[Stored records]
☆ ☆ ☆ ☆ ☆ ☆ ☆
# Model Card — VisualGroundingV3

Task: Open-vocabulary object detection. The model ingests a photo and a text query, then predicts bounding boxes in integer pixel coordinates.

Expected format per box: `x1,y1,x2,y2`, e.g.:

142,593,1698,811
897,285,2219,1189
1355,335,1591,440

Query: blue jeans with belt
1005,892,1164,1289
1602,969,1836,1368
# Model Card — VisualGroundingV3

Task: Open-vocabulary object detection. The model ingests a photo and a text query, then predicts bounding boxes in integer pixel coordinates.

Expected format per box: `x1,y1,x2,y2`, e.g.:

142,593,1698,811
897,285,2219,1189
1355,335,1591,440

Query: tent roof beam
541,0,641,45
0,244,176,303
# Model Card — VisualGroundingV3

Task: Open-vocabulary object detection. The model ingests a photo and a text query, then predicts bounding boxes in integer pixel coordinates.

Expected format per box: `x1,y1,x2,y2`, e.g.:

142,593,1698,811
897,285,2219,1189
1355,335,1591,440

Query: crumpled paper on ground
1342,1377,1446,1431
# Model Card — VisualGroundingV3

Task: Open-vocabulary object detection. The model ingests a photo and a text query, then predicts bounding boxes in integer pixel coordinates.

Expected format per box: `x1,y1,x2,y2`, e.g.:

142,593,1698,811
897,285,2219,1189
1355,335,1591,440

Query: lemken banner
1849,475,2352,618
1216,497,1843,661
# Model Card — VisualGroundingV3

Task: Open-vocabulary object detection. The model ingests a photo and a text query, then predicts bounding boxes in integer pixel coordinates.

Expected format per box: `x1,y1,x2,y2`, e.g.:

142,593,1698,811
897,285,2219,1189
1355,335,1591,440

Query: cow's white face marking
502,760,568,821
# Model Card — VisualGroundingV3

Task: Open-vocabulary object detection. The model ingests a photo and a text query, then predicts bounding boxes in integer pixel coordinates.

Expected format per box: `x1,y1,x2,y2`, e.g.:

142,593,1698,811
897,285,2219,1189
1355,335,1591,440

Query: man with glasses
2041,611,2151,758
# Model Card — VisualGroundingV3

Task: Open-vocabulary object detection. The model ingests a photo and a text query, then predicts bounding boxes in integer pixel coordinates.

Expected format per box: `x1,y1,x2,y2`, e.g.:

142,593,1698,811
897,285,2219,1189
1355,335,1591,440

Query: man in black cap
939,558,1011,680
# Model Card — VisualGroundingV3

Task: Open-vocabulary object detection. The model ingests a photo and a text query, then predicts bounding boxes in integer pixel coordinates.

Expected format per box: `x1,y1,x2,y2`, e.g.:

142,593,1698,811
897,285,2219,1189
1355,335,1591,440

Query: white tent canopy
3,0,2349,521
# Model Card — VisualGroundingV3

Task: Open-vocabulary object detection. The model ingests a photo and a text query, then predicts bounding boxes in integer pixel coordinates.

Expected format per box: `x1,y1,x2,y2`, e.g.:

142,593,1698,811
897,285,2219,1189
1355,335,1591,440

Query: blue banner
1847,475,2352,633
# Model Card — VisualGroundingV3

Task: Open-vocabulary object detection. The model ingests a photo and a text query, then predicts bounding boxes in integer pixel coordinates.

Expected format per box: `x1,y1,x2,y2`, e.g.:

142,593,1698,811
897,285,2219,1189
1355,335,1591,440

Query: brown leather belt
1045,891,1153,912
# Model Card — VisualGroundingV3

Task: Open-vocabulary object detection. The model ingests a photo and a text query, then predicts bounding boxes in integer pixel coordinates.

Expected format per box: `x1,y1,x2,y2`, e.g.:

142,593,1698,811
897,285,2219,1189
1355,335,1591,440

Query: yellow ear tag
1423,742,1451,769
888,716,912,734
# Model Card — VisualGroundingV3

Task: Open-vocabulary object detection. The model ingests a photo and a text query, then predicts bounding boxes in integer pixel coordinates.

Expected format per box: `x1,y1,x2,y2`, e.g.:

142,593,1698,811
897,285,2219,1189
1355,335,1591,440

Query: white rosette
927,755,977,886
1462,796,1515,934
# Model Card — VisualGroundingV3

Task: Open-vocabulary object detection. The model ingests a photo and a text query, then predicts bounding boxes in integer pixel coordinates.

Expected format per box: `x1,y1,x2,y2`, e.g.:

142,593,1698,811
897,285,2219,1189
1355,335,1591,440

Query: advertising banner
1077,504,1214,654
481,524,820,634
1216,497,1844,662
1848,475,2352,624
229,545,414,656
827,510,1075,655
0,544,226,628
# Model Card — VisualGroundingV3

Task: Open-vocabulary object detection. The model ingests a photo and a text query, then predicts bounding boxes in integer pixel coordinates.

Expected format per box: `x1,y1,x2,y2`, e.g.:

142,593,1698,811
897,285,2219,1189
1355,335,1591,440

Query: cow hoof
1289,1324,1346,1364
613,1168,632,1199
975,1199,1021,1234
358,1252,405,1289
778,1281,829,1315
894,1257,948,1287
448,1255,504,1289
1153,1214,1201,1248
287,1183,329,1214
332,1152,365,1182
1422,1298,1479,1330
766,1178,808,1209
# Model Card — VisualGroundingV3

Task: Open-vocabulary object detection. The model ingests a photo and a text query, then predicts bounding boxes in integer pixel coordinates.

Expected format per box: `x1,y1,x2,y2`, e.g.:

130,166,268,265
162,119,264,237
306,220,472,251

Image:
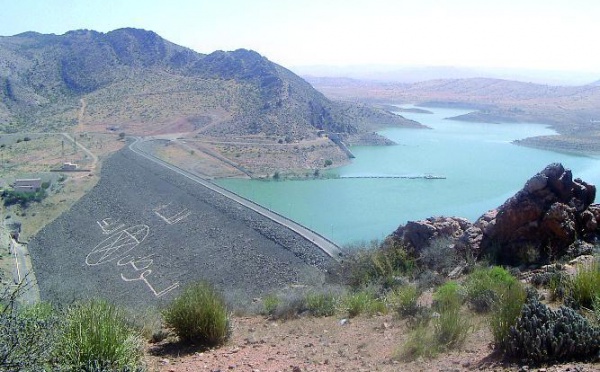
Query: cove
215,106,600,247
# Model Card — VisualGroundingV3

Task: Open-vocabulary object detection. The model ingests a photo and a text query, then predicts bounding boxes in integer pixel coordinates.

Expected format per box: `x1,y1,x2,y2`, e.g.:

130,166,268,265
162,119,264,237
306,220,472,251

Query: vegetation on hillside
0,28,413,139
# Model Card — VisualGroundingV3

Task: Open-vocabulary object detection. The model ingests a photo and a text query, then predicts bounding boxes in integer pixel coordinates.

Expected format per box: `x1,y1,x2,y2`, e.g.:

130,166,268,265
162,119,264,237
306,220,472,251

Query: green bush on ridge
465,266,519,313
162,281,230,346
56,299,144,371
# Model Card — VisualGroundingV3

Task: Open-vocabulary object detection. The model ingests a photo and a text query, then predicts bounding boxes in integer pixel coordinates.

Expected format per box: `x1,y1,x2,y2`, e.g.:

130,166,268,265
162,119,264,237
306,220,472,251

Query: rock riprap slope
28,147,335,310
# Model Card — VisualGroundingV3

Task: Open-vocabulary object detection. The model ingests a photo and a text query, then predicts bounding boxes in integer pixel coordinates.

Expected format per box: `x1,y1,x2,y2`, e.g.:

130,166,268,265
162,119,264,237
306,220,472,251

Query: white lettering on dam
86,220,179,298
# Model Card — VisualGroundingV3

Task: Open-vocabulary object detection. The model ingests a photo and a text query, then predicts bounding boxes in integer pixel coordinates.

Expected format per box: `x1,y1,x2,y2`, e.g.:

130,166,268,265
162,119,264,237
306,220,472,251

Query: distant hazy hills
295,65,600,86
0,28,411,136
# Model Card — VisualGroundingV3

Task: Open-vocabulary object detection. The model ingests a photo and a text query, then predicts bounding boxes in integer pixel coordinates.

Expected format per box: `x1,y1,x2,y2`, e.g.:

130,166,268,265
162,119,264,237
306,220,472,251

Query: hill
306,76,600,154
0,28,416,139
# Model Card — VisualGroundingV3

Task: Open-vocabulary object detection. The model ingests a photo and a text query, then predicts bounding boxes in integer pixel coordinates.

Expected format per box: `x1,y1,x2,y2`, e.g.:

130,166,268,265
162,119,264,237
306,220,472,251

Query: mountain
☆ ☆ ☆ ☆ ☆ ☆ ☆
TASK ITEM —
Every entry, exactly as written: transcribe it, passing over any pictures.

ANSWER TO THIS PROBLEM —
# Model Card — VisualGroundingV3

Task: Open-vocabulary object detection. The model ingests a photo and a text query, then predicts bounding boxes in integer pixel coordinates.

Expected format per box: `x1,y1,x2,y2`, e.g.:

142,593,1698,811
897,285,2219,1189
1355,335,1591,440

Query: blue jeans with belt
1005,892,1164,1289
1602,969,1836,1368
# Model Card — VisualGroundingV3

Task: Open-vocabulary object detection. The model ingests a photo and a text query, then predicts bounding boxes in integer pixel coordinates.

Expected format per box: `x1,y1,x2,y2`, e.g.:

142,593,1698,811
897,285,2219,1189
1355,335,1591,440

Query: tent roof beam
541,0,641,45
0,244,176,303
# Model Card — VisualGroundingV3

Task: Open-vocabulary object detection. The model ingests a photo and a text query, then predicts bounding boxes in integer pixel coordinates.

Expected format per box: `x1,y1,x2,y2`, e.g.:

142,593,1698,811
897,285,2219,1189
1355,335,1591,440

Query: crumpled paper on ground
1342,1377,1446,1431
# Model Card — VisualGroundingV3

Task: Open-vocabulary object detection. The model ingests a photo and a text query, then predicts bounding boxes in integer pixel coordinates.

Expected format per box: `x1,y1,x2,y2`, e.g.:

142,593,1698,811
897,285,2219,1189
1355,335,1591,440

Query: lemken banner
1849,475,2352,618
1216,497,1843,661
# Model Card — VisualGroundingV3

Task: Open-vocabulary object detection. The model ingests a photo and a text query, then predicts bounding boxes in integer pixel coordinates.

Expected format per box: `x1,y1,x2,y2`, e.g.:

142,593,1698,811
897,285,2219,1189
1355,335,1591,440

Query: cow's white face marking
502,760,568,821
# Model Card — VisualGroundingV3

Task: Open-vocabulary object detection. The model ingests a photo and a text query, then predicts bounding boxes in integer pixel coordinates.

Expected format per box: `x1,y1,x2,y2`, e.g.:

142,593,1698,811
897,285,2219,1189
1355,335,1591,440

Query: man with glasses
2041,611,2151,758
# Model Card — VisualGroundingV3

Task: Open-vocabulary object detection. The model ingests a photo and a text query, then predicts bounding boxes in integer pixel coordinates.

Expected format per box: `x1,y1,x2,y2`, e.g.:

142,593,1698,811
897,285,2219,1189
1355,335,1591,440

Query: man in black cap
939,558,1011,680
# Model Card — VisualGroundingV3

Task: Open-vocabulary object detection. The model ingests a photo and a text query, then predicts bounding boxes in integer pixel coordinates.

Expected format per box: `x1,y1,x2,y2`, e.g.:

142,593,1698,811
897,285,2219,1189
1355,335,1591,440

Query: white tent canopy
3,0,2349,521
# Model Card — VisualGroundingV3

Task: Open-vocabulary object detection. The model ingests a photo and a text query, then predicts bounding boxes in integer pixel coordinates.

Expected format per box: `x1,y1,x2,y2`, e.g.:

142,593,1698,811
897,285,2219,1189
1355,335,1591,440

Query: blue banner
1847,475,2352,633
# Model Card — VisualGroundingV3

Task: Open-vocabulary object detection. The model ingests a photo and a text query, then predicts bounding boxes in integer pixel coordinates.

Expected format per box: `x1,y1,x2,y2`, e.g.:

142,593,1698,811
897,285,2219,1189
1355,335,1591,440

Query: brown leather belt
1045,891,1153,912
# Model Card — VisualGroundingV3

Task: Open-vocabulary object detection. The model ingests a photo and a text query, then predicts bounding boxes in integer pixel coordinates.

Expected format per box: `x1,y1,x2,y2`, e.g.:

142,593,1698,811
897,285,2219,1189
1355,335,1591,440

Query: yellow ear tag
1423,742,1451,769
888,716,912,734
# Model Card — VisualGroundingV3

Task: Open-vocabulary object detection. The model ingests a photo and a text query, then predicts bounding boxes in integer pixel coordinates.

Expected format per box: `x1,y1,x2,y2`, e.g.:

142,593,1698,811
897,285,2219,1189
1355,335,1591,440

Query: white rosette
927,755,977,886
1462,796,1515,934
# Model Card — VisualGroundingV3

Task: Open-vocabulary object detection. The model ingests a photo and a text query, then predicts bounding boxes in integer pixel coordinates.

Expected format per box: `x1,y1,x2,y2`, e.g.:

142,593,1698,811
897,285,2219,1189
1355,335,1591,440

Query: advertising banner
1077,504,1214,654
481,524,820,634
1216,497,1844,662
1848,475,2352,624
229,545,414,656
827,510,1075,655
0,544,226,628
# Model Card — VisualGroundingV3

Task: Open-vocabulary object detection. The model ingests a photo and a text query, then predicts bounding boxes in integer pixel coordinates.

Expected format per box: `x1,y1,x2,y2`, e.g.:

142,593,1698,811
897,285,2219,1189
1355,335,1591,440

Query: cow hoof
1289,1324,1346,1364
613,1168,632,1199
975,1199,1021,1234
358,1252,405,1289
778,1281,829,1315
894,1257,948,1287
448,1255,504,1289
1153,1214,1201,1248
287,1183,329,1214
332,1152,365,1182
1422,1298,1479,1330
766,1178,808,1209
# Model Card — VisualGroundingV3

Task: Open-vocabulary object detection. The model ingests a photo and a text query, then predicts bounding boxes in integer pixel coordinates.

Expected format per box: `x1,y1,x2,y2`, e.g.:

130,166,268,265
162,119,264,237
306,220,472,251

Image:
Query: cove
215,106,600,247
# Model Card — VisualGroundingV3

Task: Open-vocabulary object detection. The model ingests a photo and a text query, then predicts bounding boxes in integer pixel coordinates.

Expected format per box: `x1,y1,x2,y2`, e.g.:

130,166,268,265
162,119,264,237
306,220,472,251

Query: vegetation on hillside
0,28,413,139
# Model Card — VisualGroundingV3

Task: Open-vocabulary object detection. The model ingests a photo and a text query, then predicts bounding boxes in integer pixel coordinates.

Expected format per box: `x1,y1,x2,y2`, e.g.:

130,166,268,265
162,119,264,237
306,220,472,251

Query: green bush on ridge
465,266,519,313
162,281,230,346
56,299,144,371
# Model Card — VisualGroundingV3

Task: Open-vocabulary object detection. The model ingests a photo and a text query, then predicts bounding boxes in integer pixel coordinates.

Expected format per box: `x1,y1,x2,y2`, e.g.:

130,166,268,265
162,119,264,237
306,220,472,251

Query: rock riprap slope
28,147,335,310
# Model Card — VisualGroundingV3

Task: Open-vocabulary object detection. The model ingests a photo and a text query, then predicts bounding boxes in integer pixel coordinates.

Expected format per box: `x1,y1,x2,y2`, e.g.:

130,166,268,265
162,119,264,237
306,220,472,251

Query: white lettering on dam
86,220,179,298
# Model Card — VisualGroundingV3

Task: Open-vocabulary object detection. The model ingests a photo and a text query, then predicts bounding boxes in integer pixel coordinates.

Expected format per box: `x1,y1,x2,y2`, e.g.:

130,166,268,265
162,119,264,237
306,220,472,251

Query: distant hazy hills
295,65,600,86
0,28,411,136
# Model Card — VisualGroundingV3

Task: Open-vocabulary object detection. The model ingests a photo and a text query, then predicts bounding boxes in integer pixel coordinates.

Expected format per box: `x1,y1,x2,y2`, e.g.:

130,166,268,265
162,119,264,237
306,220,472,251

Query: hill
306,76,600,154
0,28,416,139
# Model Card — VisualGroundingV3

Task: Open-vocabulary object detection. The model ingests a photo and a text query, then predicts bounding boxes in integer pixel coordinates.

Expected format per box: `x1,y1,x2,y2`, e.g.:

130,166,268,265
162,119,264,237
306,220,472,251

Query: mountain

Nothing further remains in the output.